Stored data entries
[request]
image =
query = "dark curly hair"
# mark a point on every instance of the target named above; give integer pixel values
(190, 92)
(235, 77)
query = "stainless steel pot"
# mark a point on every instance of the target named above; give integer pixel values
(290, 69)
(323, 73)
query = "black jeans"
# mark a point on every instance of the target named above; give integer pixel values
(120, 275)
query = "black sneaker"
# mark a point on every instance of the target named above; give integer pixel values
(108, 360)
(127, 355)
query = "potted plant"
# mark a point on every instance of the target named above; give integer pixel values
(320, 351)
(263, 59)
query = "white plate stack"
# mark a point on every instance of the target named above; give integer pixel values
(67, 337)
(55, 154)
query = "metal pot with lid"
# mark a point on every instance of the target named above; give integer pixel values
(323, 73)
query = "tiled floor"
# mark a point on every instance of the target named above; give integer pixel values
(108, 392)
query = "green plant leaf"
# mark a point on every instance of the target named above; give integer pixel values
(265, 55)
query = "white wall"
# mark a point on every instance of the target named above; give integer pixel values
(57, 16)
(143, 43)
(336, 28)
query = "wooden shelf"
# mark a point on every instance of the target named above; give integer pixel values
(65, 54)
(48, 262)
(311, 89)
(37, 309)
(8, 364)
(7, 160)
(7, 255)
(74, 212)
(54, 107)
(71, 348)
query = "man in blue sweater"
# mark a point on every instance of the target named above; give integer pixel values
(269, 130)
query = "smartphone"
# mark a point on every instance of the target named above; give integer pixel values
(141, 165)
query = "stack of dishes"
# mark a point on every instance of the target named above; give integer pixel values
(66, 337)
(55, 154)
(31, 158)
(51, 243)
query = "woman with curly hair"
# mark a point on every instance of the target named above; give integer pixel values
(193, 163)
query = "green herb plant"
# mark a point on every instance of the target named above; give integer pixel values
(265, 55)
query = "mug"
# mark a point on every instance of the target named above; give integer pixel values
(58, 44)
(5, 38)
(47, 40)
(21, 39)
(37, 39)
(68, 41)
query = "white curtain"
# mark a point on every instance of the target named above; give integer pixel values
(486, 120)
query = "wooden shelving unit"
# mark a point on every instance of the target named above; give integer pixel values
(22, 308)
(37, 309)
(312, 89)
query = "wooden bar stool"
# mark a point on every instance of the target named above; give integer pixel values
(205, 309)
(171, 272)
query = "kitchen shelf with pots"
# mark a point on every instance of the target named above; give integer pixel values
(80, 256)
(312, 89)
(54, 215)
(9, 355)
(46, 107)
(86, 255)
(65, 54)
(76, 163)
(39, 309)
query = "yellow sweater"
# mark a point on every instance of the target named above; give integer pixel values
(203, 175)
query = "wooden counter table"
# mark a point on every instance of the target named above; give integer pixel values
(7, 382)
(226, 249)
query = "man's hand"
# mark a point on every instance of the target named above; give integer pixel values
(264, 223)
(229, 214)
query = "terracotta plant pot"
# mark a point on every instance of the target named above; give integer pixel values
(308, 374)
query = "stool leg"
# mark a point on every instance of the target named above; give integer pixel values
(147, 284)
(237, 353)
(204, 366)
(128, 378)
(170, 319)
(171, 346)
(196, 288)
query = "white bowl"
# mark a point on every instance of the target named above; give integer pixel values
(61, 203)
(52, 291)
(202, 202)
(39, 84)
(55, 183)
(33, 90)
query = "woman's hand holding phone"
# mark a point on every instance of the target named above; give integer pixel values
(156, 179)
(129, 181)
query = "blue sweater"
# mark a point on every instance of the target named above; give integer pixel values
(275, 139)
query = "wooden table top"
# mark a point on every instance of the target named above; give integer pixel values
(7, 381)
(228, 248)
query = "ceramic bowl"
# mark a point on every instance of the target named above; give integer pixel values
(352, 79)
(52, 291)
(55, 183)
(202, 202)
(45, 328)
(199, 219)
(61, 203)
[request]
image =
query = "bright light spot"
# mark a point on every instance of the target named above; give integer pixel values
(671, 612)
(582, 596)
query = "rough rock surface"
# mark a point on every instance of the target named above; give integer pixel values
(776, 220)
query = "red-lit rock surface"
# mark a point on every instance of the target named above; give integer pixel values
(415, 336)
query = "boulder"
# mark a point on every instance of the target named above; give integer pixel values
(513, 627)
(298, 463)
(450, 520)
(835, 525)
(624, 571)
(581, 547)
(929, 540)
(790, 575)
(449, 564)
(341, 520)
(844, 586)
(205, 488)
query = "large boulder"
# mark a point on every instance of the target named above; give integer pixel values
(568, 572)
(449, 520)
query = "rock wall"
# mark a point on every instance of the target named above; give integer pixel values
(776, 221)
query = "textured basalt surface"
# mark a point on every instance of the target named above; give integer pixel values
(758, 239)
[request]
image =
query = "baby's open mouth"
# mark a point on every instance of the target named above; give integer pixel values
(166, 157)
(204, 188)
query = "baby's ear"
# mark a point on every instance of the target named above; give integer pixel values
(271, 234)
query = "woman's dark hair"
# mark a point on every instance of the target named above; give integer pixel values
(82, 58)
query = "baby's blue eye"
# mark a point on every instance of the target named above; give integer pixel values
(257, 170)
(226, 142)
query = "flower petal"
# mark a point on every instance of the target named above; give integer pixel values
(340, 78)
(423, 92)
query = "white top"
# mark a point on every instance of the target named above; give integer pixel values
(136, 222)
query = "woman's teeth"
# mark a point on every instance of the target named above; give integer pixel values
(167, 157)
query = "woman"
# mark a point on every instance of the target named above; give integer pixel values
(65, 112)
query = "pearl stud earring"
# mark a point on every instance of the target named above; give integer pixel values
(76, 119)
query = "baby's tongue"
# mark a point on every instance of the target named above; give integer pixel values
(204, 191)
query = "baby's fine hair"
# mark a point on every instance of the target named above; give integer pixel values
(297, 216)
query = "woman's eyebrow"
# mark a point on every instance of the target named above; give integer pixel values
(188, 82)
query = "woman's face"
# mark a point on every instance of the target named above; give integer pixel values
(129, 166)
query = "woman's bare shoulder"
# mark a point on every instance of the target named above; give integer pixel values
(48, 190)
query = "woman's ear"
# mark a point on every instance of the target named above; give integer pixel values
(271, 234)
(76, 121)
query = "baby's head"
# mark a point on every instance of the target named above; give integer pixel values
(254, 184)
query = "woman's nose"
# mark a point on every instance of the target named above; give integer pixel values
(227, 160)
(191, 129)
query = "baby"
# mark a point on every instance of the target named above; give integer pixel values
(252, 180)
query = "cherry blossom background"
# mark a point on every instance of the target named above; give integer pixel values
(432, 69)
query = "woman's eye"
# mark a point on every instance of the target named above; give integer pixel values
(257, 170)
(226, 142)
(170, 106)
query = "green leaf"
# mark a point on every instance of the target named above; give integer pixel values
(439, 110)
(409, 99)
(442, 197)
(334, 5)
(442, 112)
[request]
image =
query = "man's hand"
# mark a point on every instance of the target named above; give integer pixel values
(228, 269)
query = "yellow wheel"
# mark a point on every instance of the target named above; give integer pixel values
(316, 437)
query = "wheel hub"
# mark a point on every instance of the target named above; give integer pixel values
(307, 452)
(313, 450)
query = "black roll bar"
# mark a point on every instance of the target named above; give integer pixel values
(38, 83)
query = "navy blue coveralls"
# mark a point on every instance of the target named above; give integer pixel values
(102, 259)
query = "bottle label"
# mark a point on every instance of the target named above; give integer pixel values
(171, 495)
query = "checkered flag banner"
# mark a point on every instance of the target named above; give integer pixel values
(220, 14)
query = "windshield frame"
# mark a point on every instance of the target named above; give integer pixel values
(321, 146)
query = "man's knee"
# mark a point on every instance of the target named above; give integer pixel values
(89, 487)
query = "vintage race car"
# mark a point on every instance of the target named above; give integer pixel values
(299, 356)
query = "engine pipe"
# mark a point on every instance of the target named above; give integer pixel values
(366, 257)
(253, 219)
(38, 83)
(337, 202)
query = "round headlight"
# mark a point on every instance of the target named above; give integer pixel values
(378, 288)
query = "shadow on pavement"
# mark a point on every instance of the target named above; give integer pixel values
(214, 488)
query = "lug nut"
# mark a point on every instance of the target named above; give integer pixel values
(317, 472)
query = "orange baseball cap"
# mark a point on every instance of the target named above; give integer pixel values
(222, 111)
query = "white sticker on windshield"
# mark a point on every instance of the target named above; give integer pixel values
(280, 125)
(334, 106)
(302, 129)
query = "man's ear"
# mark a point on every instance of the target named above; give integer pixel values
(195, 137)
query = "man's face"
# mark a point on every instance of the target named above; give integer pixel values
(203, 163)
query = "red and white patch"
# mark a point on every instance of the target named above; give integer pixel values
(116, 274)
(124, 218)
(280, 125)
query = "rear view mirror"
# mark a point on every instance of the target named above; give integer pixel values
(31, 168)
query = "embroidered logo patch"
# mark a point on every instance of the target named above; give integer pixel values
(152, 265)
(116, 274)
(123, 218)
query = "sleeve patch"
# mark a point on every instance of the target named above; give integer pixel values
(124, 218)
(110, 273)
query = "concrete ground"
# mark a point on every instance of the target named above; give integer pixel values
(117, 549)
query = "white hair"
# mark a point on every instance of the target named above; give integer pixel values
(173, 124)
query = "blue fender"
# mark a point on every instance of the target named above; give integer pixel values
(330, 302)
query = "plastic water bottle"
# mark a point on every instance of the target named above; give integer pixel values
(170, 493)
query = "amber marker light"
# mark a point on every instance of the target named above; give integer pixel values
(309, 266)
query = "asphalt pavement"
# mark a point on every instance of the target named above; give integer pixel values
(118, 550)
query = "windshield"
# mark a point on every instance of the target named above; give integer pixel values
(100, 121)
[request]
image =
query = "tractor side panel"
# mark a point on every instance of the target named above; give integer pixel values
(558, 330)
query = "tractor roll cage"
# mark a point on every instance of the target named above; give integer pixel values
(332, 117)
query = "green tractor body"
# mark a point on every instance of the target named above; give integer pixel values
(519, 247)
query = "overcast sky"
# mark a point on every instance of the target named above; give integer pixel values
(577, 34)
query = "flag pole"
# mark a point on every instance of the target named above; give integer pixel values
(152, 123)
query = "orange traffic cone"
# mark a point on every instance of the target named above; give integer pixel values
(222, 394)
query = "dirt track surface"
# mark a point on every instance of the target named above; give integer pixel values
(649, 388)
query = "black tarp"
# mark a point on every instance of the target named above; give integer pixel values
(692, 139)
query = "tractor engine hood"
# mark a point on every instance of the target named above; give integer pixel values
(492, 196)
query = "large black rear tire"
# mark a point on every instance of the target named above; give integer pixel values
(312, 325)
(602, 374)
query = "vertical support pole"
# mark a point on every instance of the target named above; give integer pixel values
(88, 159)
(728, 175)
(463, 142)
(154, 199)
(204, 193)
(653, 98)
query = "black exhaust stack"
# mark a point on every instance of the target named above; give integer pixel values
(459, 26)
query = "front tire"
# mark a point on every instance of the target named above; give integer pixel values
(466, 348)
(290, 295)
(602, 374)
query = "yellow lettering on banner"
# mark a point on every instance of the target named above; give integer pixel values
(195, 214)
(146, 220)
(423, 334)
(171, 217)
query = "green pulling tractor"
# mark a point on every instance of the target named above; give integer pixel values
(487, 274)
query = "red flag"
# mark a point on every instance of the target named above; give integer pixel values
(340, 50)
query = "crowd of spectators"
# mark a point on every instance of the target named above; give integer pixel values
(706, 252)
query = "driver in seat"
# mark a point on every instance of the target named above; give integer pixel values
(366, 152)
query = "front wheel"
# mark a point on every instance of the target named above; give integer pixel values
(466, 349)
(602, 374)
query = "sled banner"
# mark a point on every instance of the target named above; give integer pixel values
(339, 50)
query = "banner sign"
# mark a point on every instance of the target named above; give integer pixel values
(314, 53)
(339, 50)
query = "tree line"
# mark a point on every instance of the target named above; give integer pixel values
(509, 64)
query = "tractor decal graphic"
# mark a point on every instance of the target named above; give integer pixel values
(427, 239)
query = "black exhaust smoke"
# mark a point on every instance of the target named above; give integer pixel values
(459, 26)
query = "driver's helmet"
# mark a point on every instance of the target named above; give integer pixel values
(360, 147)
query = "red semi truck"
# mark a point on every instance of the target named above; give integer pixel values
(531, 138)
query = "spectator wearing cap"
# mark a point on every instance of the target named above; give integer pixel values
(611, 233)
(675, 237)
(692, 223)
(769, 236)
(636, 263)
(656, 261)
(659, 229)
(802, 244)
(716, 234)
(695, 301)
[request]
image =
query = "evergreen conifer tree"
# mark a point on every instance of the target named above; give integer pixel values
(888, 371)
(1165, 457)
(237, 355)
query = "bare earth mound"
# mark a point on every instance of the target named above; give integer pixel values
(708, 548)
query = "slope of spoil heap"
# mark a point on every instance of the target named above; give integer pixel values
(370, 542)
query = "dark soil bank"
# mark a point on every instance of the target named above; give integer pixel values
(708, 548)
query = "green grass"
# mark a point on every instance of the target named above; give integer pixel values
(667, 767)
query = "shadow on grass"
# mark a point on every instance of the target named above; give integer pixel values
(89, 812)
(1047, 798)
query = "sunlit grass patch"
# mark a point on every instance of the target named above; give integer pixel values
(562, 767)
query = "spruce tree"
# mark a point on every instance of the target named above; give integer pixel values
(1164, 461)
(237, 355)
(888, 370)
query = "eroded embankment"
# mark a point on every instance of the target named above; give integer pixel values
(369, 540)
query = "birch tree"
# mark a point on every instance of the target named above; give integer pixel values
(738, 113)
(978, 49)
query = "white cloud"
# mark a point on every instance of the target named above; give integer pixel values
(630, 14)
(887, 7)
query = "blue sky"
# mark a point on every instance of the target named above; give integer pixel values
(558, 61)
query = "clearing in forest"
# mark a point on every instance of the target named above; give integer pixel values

- _WHAT IS REQUIRED_: Across the entries above, find the lines with the string "driver" and copy them.

- _TASK RESPONSE_:
query = "driver in seat"
query = "driver's helmet"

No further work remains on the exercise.